To be done: Repeat each line of the material exactly.
◆ ◆ ◆ ◆ ◆ ◆ ◆
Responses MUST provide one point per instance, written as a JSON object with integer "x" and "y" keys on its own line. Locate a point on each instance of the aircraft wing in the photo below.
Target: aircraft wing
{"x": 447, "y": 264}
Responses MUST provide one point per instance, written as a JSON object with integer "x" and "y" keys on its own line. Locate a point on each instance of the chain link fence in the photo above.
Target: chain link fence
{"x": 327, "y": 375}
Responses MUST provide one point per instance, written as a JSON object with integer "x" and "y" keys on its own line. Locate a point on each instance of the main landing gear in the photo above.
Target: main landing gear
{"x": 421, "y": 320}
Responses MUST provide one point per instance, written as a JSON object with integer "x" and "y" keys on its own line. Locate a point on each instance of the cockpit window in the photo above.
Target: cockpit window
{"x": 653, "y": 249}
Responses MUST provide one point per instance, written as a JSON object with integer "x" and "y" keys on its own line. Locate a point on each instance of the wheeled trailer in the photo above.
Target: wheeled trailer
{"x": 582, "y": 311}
◆ ◆ ◆ ◆ ◆ ◆ ◆
Final answer:
Responses MUST provide one point per instance, written as a JSON object with integer "x" and "y" keys on its own line. Locate a point on each instance of the aircraft wing in the photo below.
Target: aircraft wing
{"x": 447, "y": 264}
Responses MUST provide one point per instance, written as a JSON object with integer "x" and "y" keys on its own line. Locate a point on each instance of the chain link fence in the photo above.
Target: chain link fence
{"x": 327, "y": 375}
Responses MUST provide one point per instance, written as a JSON object with integer "x" and "y" keys on its own line. Locate a point on each instance of the main landing gear in the photo above.
Target: main landing gear
{"x": 421, "y": 320}
Responses MUST provide one point per instance, written as a JSON object with integer "x" and "y" keys on its own line. Locate a point on each instance of the cockpit window in the photo above.
Target: cockpit window
{"x": 653, "y": 249}
Responses MUST provide one point per instance, written as a JSON object with integer "x" and "y" keys on its own line. Locate a point on each instance of the wheeled trailer in the photo above.
Target: wheeled trailer
{"x": 582, "y": 311}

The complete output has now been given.